### Consigne a
Relevez chaque ligne des enregistrements ci-dessous qui contient la chaîne "ridge".

### Extrait
■ ■ ■ ■ ■

Vous n’avez émis aucune critique non plus sur le fait que l’Ukraine veut dépenser quatre fois plus d’argent pour acheter des armes, alors que ce pays est menacé de faillite dès cette année. […]
Helmut Schmidt avait raison quand en 2007, il disait que le risque pour la paix dans le monde venait bien moins de la Russie que des USA, et que l’OTAN n’était qu’un instrument de l’hégémonie américaine. Si cela est vrai, la seule conclusion qui s’impose est que l’Europe doit avoir une politique autonome et indépendante de celles des USA. M. Juncker vient de déclarer que nous avions besoin d’une armée européenne pour montrer que nous prenions au sérieux la défense des valeurs européennes face à la Russie. Cette proposition montre une seule chose : l’Union européenne est à des années-lumière de ce qu’avaient voulu ses pères fondateurs. On évoquait à l’époque – et vous venez juste d’en parler, Mme Merkel -, on parlait de la paix, la démocratie, la solidarité. Jamais plus les peuples ne seraient séparés par les nationalismes et la haine.

■ ■ ■ ■ ■

### Consigne b
Répondez à ces questions sur l'extrait ci-dessus :
(i) Combien de fois plus d'argent l'Ukraine veut-elle dépenser pour acheter des armes ?
(ii) En quelle année Helmut Schmidt a-t-il tenu les propos cités ?
(iii) De quoi M. Juncker déclare-t-il que nous avions besoin ?

### Données fournies
■ ■ ■ ■ ■

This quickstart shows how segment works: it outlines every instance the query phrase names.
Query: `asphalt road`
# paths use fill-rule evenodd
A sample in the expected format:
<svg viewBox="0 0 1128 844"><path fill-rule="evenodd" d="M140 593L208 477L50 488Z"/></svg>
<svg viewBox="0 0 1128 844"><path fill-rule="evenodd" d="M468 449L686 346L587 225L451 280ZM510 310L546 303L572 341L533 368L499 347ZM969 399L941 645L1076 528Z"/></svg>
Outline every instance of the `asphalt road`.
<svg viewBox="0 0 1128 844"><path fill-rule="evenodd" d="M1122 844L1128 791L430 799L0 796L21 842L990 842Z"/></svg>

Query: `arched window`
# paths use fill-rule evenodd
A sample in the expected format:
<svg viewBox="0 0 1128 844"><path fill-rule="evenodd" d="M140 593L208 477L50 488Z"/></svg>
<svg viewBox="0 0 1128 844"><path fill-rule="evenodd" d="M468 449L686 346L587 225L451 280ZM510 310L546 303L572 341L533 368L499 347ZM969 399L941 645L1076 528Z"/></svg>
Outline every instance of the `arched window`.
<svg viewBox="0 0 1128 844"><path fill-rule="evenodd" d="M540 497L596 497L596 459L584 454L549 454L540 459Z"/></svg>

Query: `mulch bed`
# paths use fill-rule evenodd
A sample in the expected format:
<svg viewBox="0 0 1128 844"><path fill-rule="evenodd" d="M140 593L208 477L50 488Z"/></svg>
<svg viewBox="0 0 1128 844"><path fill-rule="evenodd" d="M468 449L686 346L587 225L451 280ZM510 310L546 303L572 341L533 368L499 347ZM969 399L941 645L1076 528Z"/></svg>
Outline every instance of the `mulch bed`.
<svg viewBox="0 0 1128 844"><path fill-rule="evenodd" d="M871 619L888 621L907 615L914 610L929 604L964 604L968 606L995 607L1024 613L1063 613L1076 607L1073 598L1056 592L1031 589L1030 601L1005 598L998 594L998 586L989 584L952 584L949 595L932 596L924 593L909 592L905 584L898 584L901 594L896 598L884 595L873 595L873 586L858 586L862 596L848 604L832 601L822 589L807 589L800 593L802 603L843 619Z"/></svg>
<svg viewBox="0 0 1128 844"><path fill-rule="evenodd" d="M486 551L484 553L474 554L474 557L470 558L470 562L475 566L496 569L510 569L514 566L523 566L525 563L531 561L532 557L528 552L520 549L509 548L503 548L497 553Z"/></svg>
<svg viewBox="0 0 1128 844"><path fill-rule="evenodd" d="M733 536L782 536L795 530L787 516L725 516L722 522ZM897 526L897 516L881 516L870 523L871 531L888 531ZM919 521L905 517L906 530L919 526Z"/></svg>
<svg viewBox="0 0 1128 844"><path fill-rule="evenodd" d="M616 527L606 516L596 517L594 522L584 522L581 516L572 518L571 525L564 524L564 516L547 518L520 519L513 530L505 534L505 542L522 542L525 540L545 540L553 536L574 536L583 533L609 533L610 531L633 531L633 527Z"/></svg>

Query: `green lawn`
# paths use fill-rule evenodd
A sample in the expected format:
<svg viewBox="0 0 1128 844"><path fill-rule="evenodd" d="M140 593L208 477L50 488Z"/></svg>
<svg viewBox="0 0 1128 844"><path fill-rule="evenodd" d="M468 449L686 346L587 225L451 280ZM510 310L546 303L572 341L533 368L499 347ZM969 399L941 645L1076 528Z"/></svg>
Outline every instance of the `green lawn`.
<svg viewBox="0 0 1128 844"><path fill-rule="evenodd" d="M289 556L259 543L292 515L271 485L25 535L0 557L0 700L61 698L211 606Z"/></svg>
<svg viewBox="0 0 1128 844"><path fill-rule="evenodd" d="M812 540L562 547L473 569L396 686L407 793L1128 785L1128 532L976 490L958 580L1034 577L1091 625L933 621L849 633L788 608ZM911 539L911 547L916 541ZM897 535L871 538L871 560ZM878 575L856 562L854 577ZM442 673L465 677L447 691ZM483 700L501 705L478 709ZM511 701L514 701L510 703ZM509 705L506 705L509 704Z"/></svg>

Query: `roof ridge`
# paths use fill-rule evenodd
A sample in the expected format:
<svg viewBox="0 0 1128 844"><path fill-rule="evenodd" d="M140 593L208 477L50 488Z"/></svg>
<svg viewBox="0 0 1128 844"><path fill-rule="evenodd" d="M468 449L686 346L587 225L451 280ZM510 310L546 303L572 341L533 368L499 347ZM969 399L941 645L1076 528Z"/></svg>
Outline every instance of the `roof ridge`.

■ ■ ■ ■ ■

### Résultat a
Query: `roof ridge`
Outline every instance of the `roof ridge`.

### Résultat b
(i) Quatre fois plus.
(ii) En 2007.
(iii) D'une armée européenne.